● Tasks to complete:
1 – List every dollar amount that appears in the article on the CBO's deficit options.
2 – Rewrite the passage of the article on the CBO's deficit options starting at "The Congressional Budget" and ending at "trillion this year.", with "mitigating" replaced by "offsetting".
3 – According to the article on the CBO's deficit options, how much could increasing enrollment fees for working-age retirees save the federal government?

● Text section:
┌────────

The Congressional Budget Office has suggested cutting benefits for America’s veterans as a way of mitigating the damage done by President Donald Trump’s fiscal policies — which the CBO expects to cause a deficit of about $1 trillion this year.
In its Options for Reducing the Deficit: 2019 to 2028, the CBO laid out 121 opportunities for curtailing spending and raising revenue. These include raising Tricare enrollment fees for military retirees, instituting enrollment fees for Tricare for Life and reducing veterans benefits.
Raising fees for working-age retirees
Increasing enrollment fees for working-age retirees could save the federal government $12.6 billion, according to the CBO analysis. Such a savings would require the Defense Department to more than double the annual enrollment fees for both individuals and families participating in Tricare Prime.
It would also entail instituting yearly fees of $485 for individuals and $970 for families who enroll in Tricare Select, Military.com reported. At present, most working-age retirees in this program pay no enrollment fees.

└────────

● Information shown:

┌────────

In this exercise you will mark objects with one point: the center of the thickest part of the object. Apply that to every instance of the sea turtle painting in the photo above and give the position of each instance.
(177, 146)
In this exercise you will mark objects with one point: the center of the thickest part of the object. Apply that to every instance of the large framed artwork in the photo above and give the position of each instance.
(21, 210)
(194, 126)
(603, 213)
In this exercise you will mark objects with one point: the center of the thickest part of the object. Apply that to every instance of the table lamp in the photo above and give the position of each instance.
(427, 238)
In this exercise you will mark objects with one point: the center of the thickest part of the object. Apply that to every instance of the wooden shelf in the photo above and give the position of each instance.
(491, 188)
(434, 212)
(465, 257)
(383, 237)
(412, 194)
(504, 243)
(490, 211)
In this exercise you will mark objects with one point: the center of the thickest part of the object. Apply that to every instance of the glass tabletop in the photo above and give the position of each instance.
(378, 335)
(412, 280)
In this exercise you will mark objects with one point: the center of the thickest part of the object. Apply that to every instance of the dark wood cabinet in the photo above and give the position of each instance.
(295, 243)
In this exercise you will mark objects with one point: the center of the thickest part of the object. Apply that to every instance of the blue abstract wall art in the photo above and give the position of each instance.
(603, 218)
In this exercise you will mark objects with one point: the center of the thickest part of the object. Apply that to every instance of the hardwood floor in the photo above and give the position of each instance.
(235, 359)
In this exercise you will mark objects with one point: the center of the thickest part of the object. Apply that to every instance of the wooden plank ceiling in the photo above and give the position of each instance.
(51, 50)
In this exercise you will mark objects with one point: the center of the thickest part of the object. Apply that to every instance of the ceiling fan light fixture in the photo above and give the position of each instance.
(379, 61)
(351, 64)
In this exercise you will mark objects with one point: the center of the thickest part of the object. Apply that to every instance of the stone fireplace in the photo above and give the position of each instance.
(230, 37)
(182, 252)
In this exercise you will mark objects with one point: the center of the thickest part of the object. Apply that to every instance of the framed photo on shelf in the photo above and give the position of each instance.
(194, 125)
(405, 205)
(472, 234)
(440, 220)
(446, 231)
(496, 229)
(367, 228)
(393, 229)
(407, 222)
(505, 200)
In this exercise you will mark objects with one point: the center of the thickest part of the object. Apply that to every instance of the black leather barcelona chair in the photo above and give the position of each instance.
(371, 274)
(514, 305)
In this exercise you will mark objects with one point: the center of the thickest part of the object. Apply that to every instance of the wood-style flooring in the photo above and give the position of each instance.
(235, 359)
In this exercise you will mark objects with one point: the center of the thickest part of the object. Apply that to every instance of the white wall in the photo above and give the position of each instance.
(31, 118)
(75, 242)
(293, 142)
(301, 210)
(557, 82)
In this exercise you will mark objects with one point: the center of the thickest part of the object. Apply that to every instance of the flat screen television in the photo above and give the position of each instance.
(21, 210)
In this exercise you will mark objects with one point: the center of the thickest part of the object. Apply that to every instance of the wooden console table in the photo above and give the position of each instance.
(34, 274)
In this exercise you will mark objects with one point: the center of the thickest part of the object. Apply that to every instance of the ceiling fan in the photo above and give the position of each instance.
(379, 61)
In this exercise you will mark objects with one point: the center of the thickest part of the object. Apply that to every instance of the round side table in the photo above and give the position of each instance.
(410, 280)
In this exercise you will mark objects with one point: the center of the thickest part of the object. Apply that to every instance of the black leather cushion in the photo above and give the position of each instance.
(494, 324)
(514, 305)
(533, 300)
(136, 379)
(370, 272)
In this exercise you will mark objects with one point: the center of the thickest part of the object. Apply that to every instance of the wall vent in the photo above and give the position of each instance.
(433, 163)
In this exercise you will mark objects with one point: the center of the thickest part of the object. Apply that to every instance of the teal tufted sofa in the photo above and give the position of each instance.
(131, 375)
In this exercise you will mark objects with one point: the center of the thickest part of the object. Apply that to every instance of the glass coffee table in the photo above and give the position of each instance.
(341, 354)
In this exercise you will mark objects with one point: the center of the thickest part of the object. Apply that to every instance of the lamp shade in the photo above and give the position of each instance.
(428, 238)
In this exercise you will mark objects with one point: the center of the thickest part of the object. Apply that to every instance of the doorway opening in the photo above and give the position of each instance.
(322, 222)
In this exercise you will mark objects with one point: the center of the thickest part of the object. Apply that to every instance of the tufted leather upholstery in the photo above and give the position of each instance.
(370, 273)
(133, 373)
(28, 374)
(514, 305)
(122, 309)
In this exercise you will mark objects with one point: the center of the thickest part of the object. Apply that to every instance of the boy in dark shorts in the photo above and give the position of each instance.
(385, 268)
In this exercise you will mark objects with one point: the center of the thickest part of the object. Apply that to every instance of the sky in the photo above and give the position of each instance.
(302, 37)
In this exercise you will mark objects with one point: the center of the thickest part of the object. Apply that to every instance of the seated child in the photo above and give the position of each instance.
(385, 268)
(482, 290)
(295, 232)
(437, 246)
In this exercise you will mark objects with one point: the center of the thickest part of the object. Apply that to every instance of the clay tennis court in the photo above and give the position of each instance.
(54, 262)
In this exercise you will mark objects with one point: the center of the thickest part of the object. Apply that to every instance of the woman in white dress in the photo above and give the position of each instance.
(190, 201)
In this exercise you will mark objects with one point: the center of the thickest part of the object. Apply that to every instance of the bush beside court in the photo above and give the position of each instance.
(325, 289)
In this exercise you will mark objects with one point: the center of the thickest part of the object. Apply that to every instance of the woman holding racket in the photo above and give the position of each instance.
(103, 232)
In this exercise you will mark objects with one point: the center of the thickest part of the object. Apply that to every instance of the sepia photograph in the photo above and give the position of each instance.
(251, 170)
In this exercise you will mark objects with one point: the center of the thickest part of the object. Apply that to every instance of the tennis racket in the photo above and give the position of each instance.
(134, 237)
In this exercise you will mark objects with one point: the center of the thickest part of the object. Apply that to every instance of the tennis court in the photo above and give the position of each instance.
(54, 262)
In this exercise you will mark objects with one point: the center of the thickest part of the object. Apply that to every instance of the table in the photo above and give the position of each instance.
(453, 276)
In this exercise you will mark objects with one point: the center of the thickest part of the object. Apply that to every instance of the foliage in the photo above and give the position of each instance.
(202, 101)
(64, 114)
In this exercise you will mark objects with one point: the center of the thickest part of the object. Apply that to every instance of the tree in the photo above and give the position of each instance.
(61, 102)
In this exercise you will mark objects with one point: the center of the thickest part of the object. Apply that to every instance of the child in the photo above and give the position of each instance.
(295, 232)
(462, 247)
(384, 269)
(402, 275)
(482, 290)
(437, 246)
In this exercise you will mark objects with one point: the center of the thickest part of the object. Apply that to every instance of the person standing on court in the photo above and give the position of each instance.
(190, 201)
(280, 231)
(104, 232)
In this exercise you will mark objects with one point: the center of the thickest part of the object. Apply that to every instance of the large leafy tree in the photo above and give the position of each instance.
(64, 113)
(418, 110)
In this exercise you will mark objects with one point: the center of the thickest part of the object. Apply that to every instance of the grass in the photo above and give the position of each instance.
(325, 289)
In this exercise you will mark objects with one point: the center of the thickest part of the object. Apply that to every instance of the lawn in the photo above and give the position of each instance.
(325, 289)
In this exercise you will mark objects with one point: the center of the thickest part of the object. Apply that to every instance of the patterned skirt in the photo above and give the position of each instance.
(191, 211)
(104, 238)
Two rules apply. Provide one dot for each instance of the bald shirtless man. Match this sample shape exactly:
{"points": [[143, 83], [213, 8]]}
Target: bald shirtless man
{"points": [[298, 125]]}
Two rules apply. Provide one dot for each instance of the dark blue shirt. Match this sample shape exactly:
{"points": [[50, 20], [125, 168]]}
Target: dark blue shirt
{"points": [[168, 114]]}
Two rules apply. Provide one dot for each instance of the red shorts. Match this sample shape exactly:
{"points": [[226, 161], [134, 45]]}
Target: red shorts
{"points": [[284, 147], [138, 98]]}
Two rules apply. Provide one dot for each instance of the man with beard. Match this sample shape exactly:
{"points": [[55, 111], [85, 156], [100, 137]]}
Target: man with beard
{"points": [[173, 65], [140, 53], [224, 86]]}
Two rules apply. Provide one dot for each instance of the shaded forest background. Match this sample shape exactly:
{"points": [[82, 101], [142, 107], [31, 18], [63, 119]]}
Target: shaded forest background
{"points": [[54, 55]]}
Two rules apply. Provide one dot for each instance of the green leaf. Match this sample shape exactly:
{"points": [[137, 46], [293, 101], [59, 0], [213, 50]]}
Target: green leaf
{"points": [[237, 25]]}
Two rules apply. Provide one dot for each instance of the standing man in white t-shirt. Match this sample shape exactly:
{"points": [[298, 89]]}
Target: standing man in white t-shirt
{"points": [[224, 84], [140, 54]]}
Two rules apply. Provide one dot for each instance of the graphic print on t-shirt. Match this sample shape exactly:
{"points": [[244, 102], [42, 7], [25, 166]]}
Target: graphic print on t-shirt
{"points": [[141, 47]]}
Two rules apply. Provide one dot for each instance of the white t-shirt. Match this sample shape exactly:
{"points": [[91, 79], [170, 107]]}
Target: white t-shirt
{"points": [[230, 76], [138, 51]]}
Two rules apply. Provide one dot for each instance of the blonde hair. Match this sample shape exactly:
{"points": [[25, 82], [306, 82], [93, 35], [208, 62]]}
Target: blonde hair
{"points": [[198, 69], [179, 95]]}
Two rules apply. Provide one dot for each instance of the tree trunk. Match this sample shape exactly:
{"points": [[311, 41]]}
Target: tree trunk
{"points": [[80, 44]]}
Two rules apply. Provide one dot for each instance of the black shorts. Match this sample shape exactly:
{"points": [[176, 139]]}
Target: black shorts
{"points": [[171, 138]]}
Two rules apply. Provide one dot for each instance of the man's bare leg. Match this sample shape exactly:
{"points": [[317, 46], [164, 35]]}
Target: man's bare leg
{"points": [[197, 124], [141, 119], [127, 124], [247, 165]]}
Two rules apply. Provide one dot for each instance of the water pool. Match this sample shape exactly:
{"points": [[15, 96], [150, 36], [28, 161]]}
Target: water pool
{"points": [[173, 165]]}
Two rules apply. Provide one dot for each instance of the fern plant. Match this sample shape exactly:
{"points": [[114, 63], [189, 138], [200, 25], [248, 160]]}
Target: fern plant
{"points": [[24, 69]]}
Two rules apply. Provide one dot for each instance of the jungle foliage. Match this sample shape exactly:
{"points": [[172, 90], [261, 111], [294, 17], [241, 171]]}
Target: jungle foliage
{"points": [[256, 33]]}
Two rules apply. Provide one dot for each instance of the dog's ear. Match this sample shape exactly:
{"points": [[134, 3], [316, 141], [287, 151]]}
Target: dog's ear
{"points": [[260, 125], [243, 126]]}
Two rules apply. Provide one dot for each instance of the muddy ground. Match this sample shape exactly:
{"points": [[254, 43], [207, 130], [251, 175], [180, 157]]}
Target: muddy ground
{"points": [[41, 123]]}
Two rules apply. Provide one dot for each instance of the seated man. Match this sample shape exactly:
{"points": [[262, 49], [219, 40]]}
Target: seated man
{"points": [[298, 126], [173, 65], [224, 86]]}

└────────

● Responses to the tasks:
1 – $1 trillion, $12.6 billion, $485, $970

2 –
The Congressional Budget Office has suggested cutting benefits for America’s veterans as a way of offsetting the damage done by President Donald Trump’s fiscal policies — which the CBO expects to cause a deficit of about $1 trillion this year.

3 – $12.6 billion